## Aim
Reproduce all of the rows below verbatim, leaving every character unchanged.

[start Recorded data]

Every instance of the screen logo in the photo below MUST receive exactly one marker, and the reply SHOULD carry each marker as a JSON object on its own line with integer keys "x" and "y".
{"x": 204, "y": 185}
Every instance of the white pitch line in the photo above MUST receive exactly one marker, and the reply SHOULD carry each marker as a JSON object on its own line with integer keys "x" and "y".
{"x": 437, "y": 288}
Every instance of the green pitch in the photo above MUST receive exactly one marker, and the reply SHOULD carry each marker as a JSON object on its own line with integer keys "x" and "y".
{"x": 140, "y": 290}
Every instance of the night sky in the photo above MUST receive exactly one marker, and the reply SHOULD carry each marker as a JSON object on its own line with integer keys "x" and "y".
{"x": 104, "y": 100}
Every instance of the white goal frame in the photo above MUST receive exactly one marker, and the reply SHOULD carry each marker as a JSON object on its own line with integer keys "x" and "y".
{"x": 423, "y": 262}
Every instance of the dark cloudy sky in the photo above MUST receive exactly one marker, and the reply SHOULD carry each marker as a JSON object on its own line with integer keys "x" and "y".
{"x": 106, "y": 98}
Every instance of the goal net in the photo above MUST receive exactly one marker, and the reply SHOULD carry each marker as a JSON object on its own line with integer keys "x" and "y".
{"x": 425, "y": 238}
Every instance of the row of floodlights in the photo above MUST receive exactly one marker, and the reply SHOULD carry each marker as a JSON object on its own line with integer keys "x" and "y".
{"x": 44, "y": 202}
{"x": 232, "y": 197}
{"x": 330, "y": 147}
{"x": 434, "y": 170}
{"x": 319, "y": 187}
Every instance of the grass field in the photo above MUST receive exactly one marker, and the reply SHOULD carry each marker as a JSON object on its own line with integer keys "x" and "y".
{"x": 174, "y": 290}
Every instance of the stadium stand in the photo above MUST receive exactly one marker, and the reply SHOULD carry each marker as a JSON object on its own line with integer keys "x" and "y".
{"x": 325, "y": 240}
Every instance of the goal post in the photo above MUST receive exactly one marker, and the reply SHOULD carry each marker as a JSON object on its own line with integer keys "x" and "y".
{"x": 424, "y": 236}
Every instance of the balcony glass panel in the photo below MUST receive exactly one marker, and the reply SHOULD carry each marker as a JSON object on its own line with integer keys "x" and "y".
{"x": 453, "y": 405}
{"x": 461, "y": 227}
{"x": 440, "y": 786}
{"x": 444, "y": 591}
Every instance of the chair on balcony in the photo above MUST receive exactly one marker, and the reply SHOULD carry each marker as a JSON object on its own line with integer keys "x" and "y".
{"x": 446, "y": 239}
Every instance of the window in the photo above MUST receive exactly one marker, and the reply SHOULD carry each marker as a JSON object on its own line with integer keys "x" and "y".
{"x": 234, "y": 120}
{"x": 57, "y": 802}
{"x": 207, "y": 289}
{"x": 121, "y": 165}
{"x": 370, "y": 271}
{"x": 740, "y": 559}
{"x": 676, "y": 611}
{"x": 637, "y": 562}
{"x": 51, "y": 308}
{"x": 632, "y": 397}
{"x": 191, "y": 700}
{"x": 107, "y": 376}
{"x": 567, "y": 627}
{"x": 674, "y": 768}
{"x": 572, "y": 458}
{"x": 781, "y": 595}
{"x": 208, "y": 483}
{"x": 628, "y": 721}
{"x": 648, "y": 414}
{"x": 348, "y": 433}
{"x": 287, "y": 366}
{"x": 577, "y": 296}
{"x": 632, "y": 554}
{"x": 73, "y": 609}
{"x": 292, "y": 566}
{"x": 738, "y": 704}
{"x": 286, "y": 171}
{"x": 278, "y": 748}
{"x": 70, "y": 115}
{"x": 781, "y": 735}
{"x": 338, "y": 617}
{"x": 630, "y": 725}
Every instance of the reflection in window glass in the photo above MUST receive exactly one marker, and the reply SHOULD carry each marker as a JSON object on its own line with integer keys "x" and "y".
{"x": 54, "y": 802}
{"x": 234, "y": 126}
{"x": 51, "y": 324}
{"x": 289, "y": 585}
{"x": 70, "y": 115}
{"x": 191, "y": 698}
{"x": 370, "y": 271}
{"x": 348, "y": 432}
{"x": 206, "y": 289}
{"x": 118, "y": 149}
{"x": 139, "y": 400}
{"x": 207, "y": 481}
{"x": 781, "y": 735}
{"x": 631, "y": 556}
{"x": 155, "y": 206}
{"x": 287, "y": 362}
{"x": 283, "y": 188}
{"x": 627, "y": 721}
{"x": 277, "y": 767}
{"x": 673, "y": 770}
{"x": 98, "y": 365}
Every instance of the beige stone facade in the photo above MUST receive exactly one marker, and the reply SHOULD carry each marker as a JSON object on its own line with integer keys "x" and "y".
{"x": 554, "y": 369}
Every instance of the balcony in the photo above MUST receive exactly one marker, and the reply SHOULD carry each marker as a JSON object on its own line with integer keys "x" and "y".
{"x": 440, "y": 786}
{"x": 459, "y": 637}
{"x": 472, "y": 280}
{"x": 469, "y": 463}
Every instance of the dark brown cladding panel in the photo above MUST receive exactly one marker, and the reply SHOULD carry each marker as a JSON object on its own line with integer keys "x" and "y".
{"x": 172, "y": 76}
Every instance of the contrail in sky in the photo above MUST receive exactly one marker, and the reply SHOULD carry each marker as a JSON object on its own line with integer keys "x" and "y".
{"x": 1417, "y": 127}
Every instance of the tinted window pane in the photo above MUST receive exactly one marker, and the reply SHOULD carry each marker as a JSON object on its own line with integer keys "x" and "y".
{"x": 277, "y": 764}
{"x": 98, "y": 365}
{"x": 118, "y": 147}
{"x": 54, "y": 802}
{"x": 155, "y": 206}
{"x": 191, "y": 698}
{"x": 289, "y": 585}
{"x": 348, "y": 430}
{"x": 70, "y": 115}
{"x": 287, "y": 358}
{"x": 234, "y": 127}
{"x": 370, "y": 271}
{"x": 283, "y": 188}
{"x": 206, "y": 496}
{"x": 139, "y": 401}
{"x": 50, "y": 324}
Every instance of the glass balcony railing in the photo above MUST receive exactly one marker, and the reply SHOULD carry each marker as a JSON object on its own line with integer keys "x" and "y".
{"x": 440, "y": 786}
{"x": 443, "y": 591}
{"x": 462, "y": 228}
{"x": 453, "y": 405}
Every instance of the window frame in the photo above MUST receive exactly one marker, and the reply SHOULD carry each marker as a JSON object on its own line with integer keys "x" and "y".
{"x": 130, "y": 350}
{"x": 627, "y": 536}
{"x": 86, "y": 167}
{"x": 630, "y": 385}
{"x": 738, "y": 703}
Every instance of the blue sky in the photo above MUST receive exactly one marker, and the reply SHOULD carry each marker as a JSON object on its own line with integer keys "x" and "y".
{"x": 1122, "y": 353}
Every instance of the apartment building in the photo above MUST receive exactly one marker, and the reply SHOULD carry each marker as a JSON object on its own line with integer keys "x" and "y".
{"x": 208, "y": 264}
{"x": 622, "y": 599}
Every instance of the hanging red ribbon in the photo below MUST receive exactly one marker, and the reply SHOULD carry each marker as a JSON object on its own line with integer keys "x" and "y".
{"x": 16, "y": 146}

[end Recorded data]

## Completed exercise
Every instance of the screen logo in the photo below MUST receive exactly one marker, and the reply SHOULD carry each marker as a JSON object on its own line with integer keys "x" and "y".
{"x": 204, "y": 185}
Every instance of the white pitch line in the photo above MUST receive exactly one marker, and the reply SHOULD carry each marker as a JSON object on its own line with integer keys "x" and "y".
{"x": 437, "y": 288}
Every instance of the green pitch in the photo above MUST receive exactly one marker, and the reply SHOULD carry each marker as a JSON object on its own line with integer keys "x" and "y".
{"x": 140, "y": 290}
Every instance of the night sky in the photo above MUST receive exactly one marker, and the reply SHOULD carry each marker as a JSON object on its own line with integer keys "x" and "y".
{"x": 104, "y": 100}
Every instance of the white goal frame in the photo above MUST receive exactly one marker, and the reply SHOULD carry each marker as a JSON object on its own line with integer keys "x" and "y".
{"x": 423, "y": 262}
Every instance of the dark cloudy sky in the photo above MUST receive exactly one marker, and the reply SHOULD carry each marker as a JSON object on its own line with integer keys "x" and "y".
{"x": 106, "y": 98}
Every instance of the goal net in the photo above MUST receive exactly one marker, and the reply SHOULD carry each marker as a JSON object on its own line with integer keys "x" and "y".
{"x": 425, "y": 238}
Every instance of the row of floodlights in the photo above MUST receive exactly one marker, and the reply SHOULD carry each marker as a JSON object on its own line with integer keys "x" and "y".
{"x": 44, "y": 202}
{"x": 232, "y": 197}
{"x": 330, "y": 147}
{"x": 434, "y": 170}
{"x": 319, "y": 187}
Every instance of the grass field in the photo above MUST receive exactly one marker, and the reply SHOULD carry each marker as a JSON object on its own line with integer keys "x" and "y".
{"x": 174, "y": 290}
Every instance of the stadium stand in the photo above MUST receive exactly one marker, and the reply SHOULD carry each marker as a JSON object on its own line with integer keys "x" and "y".
{"x": 325, "y": 240}
Every instance of the goal post in the photo above MUST receive exactly one marker, and the reply SHOULD carry each marker as a JSON object on its own line with integer keys "x" and "y".
{"x": 424, "y": 236}
Every instance of the balcony glass panel in the photo below MUST receive exactly one marker, and the reply SHOULD carry each marker as a JSON object on its own line with integer keys "x" and "y".
{"x": 453, "y": 405}
{"x": 461, "y": 227}
{"x": 440, "y": 786}
{"x": 444, "y": 591}
Every instance of the chair on balcony in the photo above MUST receive exactly one marker, and the reply SHOULD carry each marker as a JSON object on its own line with integer keys "x" and "y".
{"x": 446, "y": 239}
Every instance of the window in the photo above MUST receive exactly one marker, and the reply SHOULD carry each marker as a JSON object on its own line with integer keys "x" and "y".
{"x": 234, "y": 120}
{"x": 57, "y": 802}
{"x": 207, "y": 289}
{"x": 121, "y": 165}
{"x": 370, "y": 271}
{"x": 740, "y": 559}
{"x": 676, "y": 611}
{"x": 637, "y": 562}
{"x": 51, "y": 308}
{"x": 632, "y": 397}
{"x": 191, "y": 700}
{"x": 107, "y": 376}
{"x": 567, "y": 627}
{"x": 674, "y": 768}
{"x": 572, "y": 458}
{"x": 781, "y": 595}
{"x": 208, "y": 483}
{"x": 628, "y": 721}
{"x": 648, "y": 414}
{"x": 348, "y": 433}
{"x": 287, "y": 366}
{"x": 577, "y": 296}
{"x": 632, "y": 554}
{"x": 73, "y": 609}
{"x": 292, "y": 566}
{"x": 738, "y": 704}
{"x": 286, "y": 171}
{"x": 278, "y": 748}
{"x": 70, "y": 115}
{"x": 781, "y": 735}
{"x": 338, "y": 617}
{"x": 630, "y": 725}
Every instance of the reflection in window glass in the photo above MUST receive exactly one marker, and the reply SHOULD carry each marker as a JSON object on its own line with integer keys "x" and "y".
{"x": 54, "y": 802}
{"x": 234, "y": 126}
{"x": 51, "y": 324}
{"x": 289, "y": 585}
{"x": 70, "y": 115}
{"x": 191, "y": 698}
{"x": 370, "y": 271}
{"x": 348, "y": 432}
{"x": 206, "y": 289}
{"x": 118, "y": 149}
{"x": 139, "y": 400}
{"x": 207, "y": 481}
{"x": 781, "y": 735}
{"x": 631, "y": 556}
{"x": 155, "y": 206}
{"x": 287, "y": 362}
{"x": 283, "y": 188}
{"x": 627, "y": 721}
{"x": 277, "y": 767}
{"x": 673, "y": 770}
{"x": 98, "y": 365}
Every instance of the beige stone facade in the photo above MUST receive exactly one marker, and the reply SHOULD carry each marker as a JSON object on its own line with integer keys "x" and "y".
{"x": 554, "y": 369}
Every instance of the balcony in the photo above MUST receive exactly one marker, and the reply SHOULD carry each marker as a JSON object on its own line with integer keys "x" and "y".
{"x": 440, "y": 786}
{"x": 459, "y": 637}
{"x": 472, "y": 280}
{"x": 469, "y": 463}
Every instance of the dark brown cladding panel in the photo above MUST receive exactly one marker, and the reply SHOULD carry each marker as a JSON object on its own line with integer keys "x" and "y".
{"x": 172, "y": 76}
Every instance of the contrail in sky in the photo above MUST receive exactly one marker, and the reply SHOULD carry each marker as a JSON object on its own line with integer keys "x" and "y".
{"x": 1417, "y": 127}
Every instance of the tinted window pane in the photo above MUST receive exactly one marker, and the reply SHOULD carry each marker as a JSON object on its own line with integer keys "x" and "y".
{"x": 277, "y": 764}
{"x": 98, "y": 365}
{"x": 118, "y": 147}
{"x": 54, "y": 802}
{"x": 155, "y": 206}
{"x": 191, "y": 698}
{"x": 289, "y": 585}
{"x": 348, "y": 430}
{"x": 70, "y": 115}
{"x": 287, "y": 358}
{"x": 234, "y": 127}
{"x": 370, "y": 271}
{"x": 283, "y": 188}
{"x": 206, "y": 496}
{"x": 139, "y": 401}
{"x": 50, "y": 324}
Every instance of the glass balcony railing in the photo above MUST receive exactly one marker, and the reply SHOULD carry each marker as a JSON object on its own line with integer keys "x" and "y".
{"x": 440, "y": 786}
{"x": 443, "y": 591}
{"x": 462, "y": 228}
{"x": 453, "y": 405}
Every instance of the window frame in the photo above MUST receive exactly one marker, and the reply SHOULD carry each marker as a JSON object on its own line with integer keys "x" and "y".
{"x": 130, "y": 350}
{"x": 627, "y": 536}
{"x": 86, "y": 167}
{"x": 630, "y": 385}
{"x": 738, "y": 703}
Every instance of the blue sky in the photo above MUST receive exactly one marker, and the reply SHOULD carry each marker as a JSON object on its own line with integer keys "x" and "y".
{"x": 1122, "y": 353}
Every instance of the apartment building in the photo above MUST receive exactly one marker, and the reply SHOULD carry each marker as a JSON object on its own line with integer keys "x" and "y".
{"x": 208, "y": 264}
{"x": 622, "y": 599}
Every instance of the hanging red ribbon in the photo below MUST receive exactly one marker, and the reply SHOULD carry each marker as a JSON object on its own line with integer keys "x" and "y".
{"x": 16, "y": 146}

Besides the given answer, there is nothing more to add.